* [Raw data]
"""
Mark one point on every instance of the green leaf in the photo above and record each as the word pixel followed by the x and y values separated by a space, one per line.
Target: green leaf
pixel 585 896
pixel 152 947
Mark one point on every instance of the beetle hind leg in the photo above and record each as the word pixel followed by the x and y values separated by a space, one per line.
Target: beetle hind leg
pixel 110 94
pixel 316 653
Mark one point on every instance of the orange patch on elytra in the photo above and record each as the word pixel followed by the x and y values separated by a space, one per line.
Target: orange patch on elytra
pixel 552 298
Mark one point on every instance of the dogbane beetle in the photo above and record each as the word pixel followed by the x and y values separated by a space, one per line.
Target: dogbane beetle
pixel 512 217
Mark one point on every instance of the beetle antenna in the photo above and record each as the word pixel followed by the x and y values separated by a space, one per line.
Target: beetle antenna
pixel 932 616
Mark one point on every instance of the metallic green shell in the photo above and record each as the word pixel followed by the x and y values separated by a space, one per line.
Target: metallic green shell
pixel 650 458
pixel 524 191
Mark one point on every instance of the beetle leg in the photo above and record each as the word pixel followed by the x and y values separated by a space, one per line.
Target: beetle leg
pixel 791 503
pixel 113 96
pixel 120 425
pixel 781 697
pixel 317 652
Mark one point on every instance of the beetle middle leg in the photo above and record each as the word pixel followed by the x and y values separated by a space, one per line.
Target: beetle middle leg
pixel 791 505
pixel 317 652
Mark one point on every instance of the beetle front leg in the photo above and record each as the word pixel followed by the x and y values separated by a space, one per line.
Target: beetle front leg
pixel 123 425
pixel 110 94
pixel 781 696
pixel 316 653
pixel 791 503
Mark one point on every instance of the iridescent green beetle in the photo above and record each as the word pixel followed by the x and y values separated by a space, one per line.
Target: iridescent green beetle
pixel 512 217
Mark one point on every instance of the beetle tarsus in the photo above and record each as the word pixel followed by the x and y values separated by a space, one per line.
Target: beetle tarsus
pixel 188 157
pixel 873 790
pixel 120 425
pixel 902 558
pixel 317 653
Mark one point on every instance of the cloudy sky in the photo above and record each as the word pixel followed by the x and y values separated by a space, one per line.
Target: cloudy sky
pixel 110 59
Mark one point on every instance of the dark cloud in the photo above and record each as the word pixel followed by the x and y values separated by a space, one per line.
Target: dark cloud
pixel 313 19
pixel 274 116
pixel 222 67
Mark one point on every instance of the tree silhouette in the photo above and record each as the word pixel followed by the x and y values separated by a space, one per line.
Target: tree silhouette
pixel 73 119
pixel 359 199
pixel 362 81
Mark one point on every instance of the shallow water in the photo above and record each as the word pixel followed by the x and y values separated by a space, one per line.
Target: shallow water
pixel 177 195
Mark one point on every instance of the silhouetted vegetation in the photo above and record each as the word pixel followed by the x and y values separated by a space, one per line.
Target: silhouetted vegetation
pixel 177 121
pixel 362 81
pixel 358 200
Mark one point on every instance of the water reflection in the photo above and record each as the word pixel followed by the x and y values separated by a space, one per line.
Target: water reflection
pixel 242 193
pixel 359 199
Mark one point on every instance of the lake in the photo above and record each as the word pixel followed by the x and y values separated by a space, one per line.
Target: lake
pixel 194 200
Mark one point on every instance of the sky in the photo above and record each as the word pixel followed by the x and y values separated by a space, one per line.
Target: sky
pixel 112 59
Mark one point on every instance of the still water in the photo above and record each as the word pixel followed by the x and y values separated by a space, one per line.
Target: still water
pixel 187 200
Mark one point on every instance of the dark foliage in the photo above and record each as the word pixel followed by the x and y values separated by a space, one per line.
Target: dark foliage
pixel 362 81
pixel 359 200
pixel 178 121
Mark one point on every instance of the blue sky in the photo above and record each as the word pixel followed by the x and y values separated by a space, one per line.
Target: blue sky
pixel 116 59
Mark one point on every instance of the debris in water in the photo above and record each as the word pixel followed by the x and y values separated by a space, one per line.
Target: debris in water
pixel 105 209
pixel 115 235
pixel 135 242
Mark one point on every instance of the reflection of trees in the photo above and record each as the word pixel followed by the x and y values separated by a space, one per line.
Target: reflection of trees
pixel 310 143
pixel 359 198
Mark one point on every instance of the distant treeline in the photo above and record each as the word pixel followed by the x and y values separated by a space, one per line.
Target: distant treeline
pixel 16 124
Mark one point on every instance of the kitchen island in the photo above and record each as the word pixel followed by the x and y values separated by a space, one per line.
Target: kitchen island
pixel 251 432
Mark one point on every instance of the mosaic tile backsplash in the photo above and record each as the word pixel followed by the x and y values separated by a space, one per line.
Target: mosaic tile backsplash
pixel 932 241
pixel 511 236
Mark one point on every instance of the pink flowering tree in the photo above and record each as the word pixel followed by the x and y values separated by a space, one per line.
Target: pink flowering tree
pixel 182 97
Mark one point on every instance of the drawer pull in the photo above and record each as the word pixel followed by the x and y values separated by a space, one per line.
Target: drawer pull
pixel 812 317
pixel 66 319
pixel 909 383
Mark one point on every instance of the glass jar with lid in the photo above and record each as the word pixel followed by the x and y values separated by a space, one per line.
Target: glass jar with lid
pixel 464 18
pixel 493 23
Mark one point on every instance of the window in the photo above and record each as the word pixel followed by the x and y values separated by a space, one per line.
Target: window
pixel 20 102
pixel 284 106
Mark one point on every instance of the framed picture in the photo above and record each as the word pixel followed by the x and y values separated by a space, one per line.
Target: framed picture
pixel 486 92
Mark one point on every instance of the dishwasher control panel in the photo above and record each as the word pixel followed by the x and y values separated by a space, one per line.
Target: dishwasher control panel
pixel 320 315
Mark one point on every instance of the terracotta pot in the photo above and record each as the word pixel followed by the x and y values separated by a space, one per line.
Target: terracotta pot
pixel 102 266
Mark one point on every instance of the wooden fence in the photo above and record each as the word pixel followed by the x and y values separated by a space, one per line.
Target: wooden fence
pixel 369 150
"""
* [Written problem] Please copy all of the entries above word for word, keeping every line unchanged and in the same order.

* [Result of the task]
Mark one point on every instance of the green leaf in the photo above and record each as the word pixel followed by the x and y values separated by a space, one per line.
Target: green leaf
pixel 585 896
pixel 152 947
Mark one point on every instance of the beetle hind leg in the photo above and record each as the word pixel followed by the x and y values separated by a space, one per line.
Target: beetle hind leg
pixel 110 94
pixel 316 653
Mark one point on every instance of the orange patch on elytra in the photo above and record each as the word pixel followed by the x and y values separated by a space, one per line.
Target: orange patch on elytra
pixel 552 298
Mark one point on every instance of the dogbane beetle in the photo above and record each as the word pixel followed by the x and y values separated by a space, one per line.
Target: dogbane beetle
pixel 512 217
Mark one point on every instance of the beetle antenna in the photo above and record each as the word pixel followed by the x and y values separated by a space, one per line.
Target: beetle antenna
pixel 932 616
Mark one point on every instance of the metallic green shell in the photo above and record each as the word pixel followed by the x and y values separated by a space, one per line.
Target: metallic green shell
pixel 650 458
pixel 524 191
Mark one point on every instance of the beetle leg in the photo above and record each as the word pixel followed by the x and y values separated by a space, one per line.
Target: beetle leg
pixel 791 503
pixel 113 96
pixel 120 425
pixel 781 697
pixel 317 652
Mark one point on every instance of the beetle middle leg in the photo above and record each as the word pixel followed by the x and y values separated by a space, one per line.
Target: beetle middle leg
pixel 791 505
pixel 317 652
Mark one point on every instance of the beetle front leg in the photo above and record each as the word pixel followed by the x and y values separated by a space, one per line.
Target: beetle front leg
pixel 123 425
pixel 110 94
pixel 781 696
pixel 316 653
pixel 791 503
Mark one point on every instance of the iridescent green beetle in the photo above and record each as the word pixel followed by the x and y values separated by a space, one per line.
Target: iridescent green beetle
pixel 512 217
Mark one point on every instance of the beetle tarsus in the photo above and record each as the word pixel followed by the x and y values separated by a space, one per line.
Target: beetle tarsus
pixel 188 157
pixel 873 790
pixel 120 425
pixel 902 558
pixel 317 653
Mark one point on every instance of the cloudy sky in the photo above and record each as the word pixel followed by the x and y values separated by a space, one per line.
Target: cloudy sky
pixel 110 59
Mark one point on every instance of the dark cloud in the photo above and record each as the word pixel followed by the x and y values separated by a space, one per line.
Target: dark cloud
pixel 313 19
pixel 274 116
pixel 222 67
Mark one point on every instance of the tree silhouette in the photo above and record each as the word pixel followed by the x and y values separated by a space, one per line.
Target: tree silhouette
pixel 73 119
pixel 359 199
pixel 362 81
Mark one point on every instance of the shallow water in the photo above and record each as the word pixel followed by the x and y values separated by a space, one per line.
Target: shallow water
pixel 177 195
Mark one point on every instance of the silhouetted vegetation in the photo above and record each as the word pixel followed by the x and y values separated by a space, one per line.
Target: silhouetted vegetation
pixel 177 121
pixel 362 81
pixel 358 200
Mark one point on every instance of the water reflection in the photo above and record each as the word pixel followed by the x and y values separated by a space, one per line.
Target: water reflection
pixel 242 193
pixel 359 199
Mark one point on every instance of the lake in the photo above and record each as the word pixel followed by the x and y values separated by a space, one per line.
Target: lake
pixel 194 200
Mark one point on every instance of the sky in the photo above and record each as the word pixel followed by the x and y values separated by a space, one per line.
Target: sky
pixel 112 59
Mark one point on every instance of the still water in the photo above and record each as the word pixel followed by the x and y values separated by a space, one per line.
Target: still water
pixel 187 200
Mark one point on every instance of the dark foliage in the photo above and record each as the word pixel followed by the x and y values separated by a space, one per line.
Target: dark foliage
pixel 362 81
pixel 359 200
pixel 178 121
Mark one point on every instance of the blue sky in the photo above and record each as the word pixel followed by the x and y values separated by a space, one per line.
Target: blue sky
pixel 116 59
Mark one point on every instance of the debris in water in the photo above and record each as the word pixel followed by the x and y values separated by a space, one per line.
Target: debris in water
pixel 105 209
pixel 115 235
pixel 135 242
Mark one point on every instance of the reflection of trees in the photo above and record each as the word pixel followed by the x and y values separated by a space, one per line.
Target: reflection of trees
pixel 310 143
pixel 359 198
Mark one point on every instance of the distant treeline in the photo above and record each as the word pixel followed by the x and y values separated by a space, one per line.
Target: distant treeline
pixel 16 124
Mark one point on every instance of the kitchen island in the photo above and record each as the word pixel followed by the x and y values separated by a space, one per line.
Target: kitchen island
pixel 251 432
Mark one point on every instance of the mosaic tile backsplash in the photo above and record each as the word pixel followed by the x and y values separated by a space, one per line.
Target: mosaic tile backsplash
pixel 932 241
pixel 511 236
Mark one point on every instance of the pink flowering tree in the photo above and record each as the word pixel followed by the x and y values separated by a space, one per line.
Target: pink flowering tree
pixel 182 97
Mark one point on every instance of the drawer pull in the photo above and record each as the word pixel followed by the x and y values separated by a space, one per line.
Target: drawer pull
pixel 812 317
pixel 66 319
pixel 909 383
Mark one point on every instance of the glass jar with lid in the photo above and record each as the word pixel followed by the x and y values separated by a space, one per line.
Target: glass jar with lid
pixel 464 18
pixel 493 23
Mark one point on every instance of the window in the photo above and record each as the word pixel followed by the x and y values separated by a space, one per line.
Target: window
pixel 20 102
pixel 284 106
Mark one point on every instance of the framed picture in the photo above and record each as the word pixel followed by the x and y values separated by a space, one per line.
Target: framed picture
pixel 486 92
Mark one point on every instance of the dishwasher control panel in the photo above and record each as the word pixel followed by the x and y values separated by a space, one per line.
Target: dishwasher control panel
pixel 320 315
Mark one point on every instance of the terracotta pot in the photo above and record each as the word pixel followed by the x and y values separated by a space, one per line.
Target: terracotta pot
pixel 102 266
Mark one point on every instance of the wooden fence in the photo above and record each as the word pixel followed by the x and y values separated by a space, one per line.
Target: wooden fence
pixel 369 150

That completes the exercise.